BEGIN Passage shown
Monday, December 13, 2010

Bush Honeysuckle in Indiana - posted by Lauren Campbell

On October 9th, 2010, I participated in a flood plain naturalization project at the Burr Oak Bend to help provide a buffer for the river and to protect the native plant settlements. This was an ongoing Service Learning Project founded by the Central Indiana Land Trust. Our participation in the learning project involved removing invasive non-native plant species such as the Bush Honeysuckle. The goal is to preserve the native plants’ natural growth and protecting the natural wildlife’s native habitat. This project also prevents unnecessary erosion of the rive bank; helps control service containments and sediment pollutions; and maintain and improves the water quality of this river. I was particularly interested in helping remove the invasive plant species because I wanted to see how they affect our environment and what balance must be struck to adequately preserve and conserve our local environment.

Our project area is located just south of 206th street in Hamilton County near the Center for Earth and Environmental Science of IUPUI. As a group we walked through some of the native brushes to get to the worksite. The walk to the worksite was actually more difficult than what I imagined. There was a small “path” and I was surprised how difficult it was to actually maneuver through the brushes. Once we arrived at our worksite at the riverbank, Cliff, our guide, showed us what Bush Honeysuckle actually looks like and how to remove it from the environment. There was Bush Honeysuckle everywhere.

I was surprised how abundant it was. We were to cut down the Bush Honeysuckle with either a small saw or with pruning shears, depending on what size the Bush Honeysuckle was; the sizes varied greatly. Some were the size of small trees and others that were small enough to not even be noticed. Our guide directed us to cut the Honeysuckle down and then to drag it to large piles that had already been established from previous service projects. The process, started by the Central Indiana Land Trust, was to cut down the larger Honeysuckle, let it decompose for six months in the large piles and then to come in with herbicide and kill the small saplings that were left. This is a very tedious project and according to Bob Barr of the Land Trust, it is one that has been ongoing for about six or seven years.
END Passage shown
BEGIN Material shown
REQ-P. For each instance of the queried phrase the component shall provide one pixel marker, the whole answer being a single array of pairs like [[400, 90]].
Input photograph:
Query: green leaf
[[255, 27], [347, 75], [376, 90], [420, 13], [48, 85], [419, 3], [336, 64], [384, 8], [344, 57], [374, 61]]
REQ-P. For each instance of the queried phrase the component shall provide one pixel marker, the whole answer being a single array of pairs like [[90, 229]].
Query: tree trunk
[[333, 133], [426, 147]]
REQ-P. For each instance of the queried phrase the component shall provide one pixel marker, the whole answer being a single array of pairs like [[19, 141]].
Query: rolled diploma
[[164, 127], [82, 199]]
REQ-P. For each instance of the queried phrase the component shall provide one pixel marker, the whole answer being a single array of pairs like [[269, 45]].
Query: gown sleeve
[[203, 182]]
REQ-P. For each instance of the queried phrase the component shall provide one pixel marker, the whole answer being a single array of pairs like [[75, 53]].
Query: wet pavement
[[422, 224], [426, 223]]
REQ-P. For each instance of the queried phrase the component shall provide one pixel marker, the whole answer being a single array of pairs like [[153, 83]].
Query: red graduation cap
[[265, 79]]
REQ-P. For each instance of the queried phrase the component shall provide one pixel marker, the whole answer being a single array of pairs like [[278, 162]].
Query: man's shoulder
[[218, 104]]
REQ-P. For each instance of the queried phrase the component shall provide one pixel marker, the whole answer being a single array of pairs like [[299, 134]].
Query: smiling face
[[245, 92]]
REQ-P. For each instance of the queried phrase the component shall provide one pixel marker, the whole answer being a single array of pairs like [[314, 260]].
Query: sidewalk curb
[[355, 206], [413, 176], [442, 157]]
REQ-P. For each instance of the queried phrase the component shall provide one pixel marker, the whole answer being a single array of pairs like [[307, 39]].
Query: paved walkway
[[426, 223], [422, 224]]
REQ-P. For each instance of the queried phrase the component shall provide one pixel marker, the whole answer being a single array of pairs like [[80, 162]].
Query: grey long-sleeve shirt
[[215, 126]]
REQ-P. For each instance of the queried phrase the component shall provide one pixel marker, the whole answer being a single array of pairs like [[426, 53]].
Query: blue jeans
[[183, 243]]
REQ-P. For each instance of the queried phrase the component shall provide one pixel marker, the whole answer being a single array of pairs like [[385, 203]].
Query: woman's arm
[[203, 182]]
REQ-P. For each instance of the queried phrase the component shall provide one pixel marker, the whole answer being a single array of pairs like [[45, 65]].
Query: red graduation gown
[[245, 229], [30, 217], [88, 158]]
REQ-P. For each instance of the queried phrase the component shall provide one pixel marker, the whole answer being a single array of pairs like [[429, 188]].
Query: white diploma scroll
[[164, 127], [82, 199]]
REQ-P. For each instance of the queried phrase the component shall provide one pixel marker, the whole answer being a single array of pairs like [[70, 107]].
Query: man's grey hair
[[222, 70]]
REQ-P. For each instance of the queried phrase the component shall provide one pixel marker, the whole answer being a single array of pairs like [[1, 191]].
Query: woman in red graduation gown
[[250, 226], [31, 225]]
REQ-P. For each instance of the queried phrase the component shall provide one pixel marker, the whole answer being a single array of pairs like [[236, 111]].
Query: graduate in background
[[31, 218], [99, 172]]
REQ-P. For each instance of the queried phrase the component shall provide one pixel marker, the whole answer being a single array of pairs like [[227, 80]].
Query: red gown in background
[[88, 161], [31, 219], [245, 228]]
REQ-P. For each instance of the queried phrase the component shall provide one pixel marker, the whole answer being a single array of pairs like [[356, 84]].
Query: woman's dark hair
END Material shown
(Things to do)
1/ Can you repeat word for word everything in the Bush Honeysuckle post from "I was surprised how abundant" down to "or seven years."?
2/ How would the Bush Honeysuckle post go on after its last sentence? Write the next part.
The records were drawn from a source separate from the Bush Honeysuckle post.

(Results)
1/
I was surprised how abundant it was. We were to cut down the Bush Honeysuckle with either a small saw or with pruning shears, depending on what size the Bush Honeysuckle was; the sizes varied greatly. Some were the size of small trees and others that were small enough to not even be noticed. Our guide directed us to cut the Honeysuckle down and then to drag it to large piles that had already been established from previous service projects. The process, started by the Central Indiana Land Trust, was to cut down the larger Honeysuckle, let it decompose for six months in the large piles and then to come in with herbicide and kill the small saplings that were left. This is a very tedious project and according to Bob Barr of the Land Trust, it is one that has been ongoing for about six or seven years.

2/
Cliff explained to us that Bush Honeysuckle was originally brought to America from Asia in the early 1900’s. Travelers who brought the plant to American thought that it would provide solid shelter for small animals such as birds. It was also intended to provide a source of food for birds and other wildlife from its small red berries. It was not until a few decades ago, with the development of new technology, that researchers were able to break down the sugars of this berry and realized that it does not contain complex sugars, but simple sugars. This meant that birds that ate these berries were not getting the right amount of carbohydrates, which leads to lack of energy and prevents the birds from being able to fly long distances. With Indiana being in the center of many migratory paths, Bush Honeysuckle is detrimental in migration to many different bird species. (There was a study done in 1999 in the tri-state area regarding birds and Bush Honeysuckle. Researchers followed 600 birds that built nests in Bush Honeysuckle for the purpose of laying their eggs; when hatching time arrived none of the 600 nests had a single hatchling survive.)

Bush Honeysuckle is such a dense brush and it is so prevalent in the area, it has prevented ground animals’ ability to move through it. This is detrimental to the local deer’s migration patterns and caused an over abundance of deer in the area. In the early 1900’s, it was thought that deer would eat the berries provided by these Bush Honeysuckle, but through rigorous research it was discovered that they do not. Because deer do not eat the Bush Honeysuckle berries, they are forced to survive on other native local plants. This puts a strain on the ecosystem and the available food resources for the area.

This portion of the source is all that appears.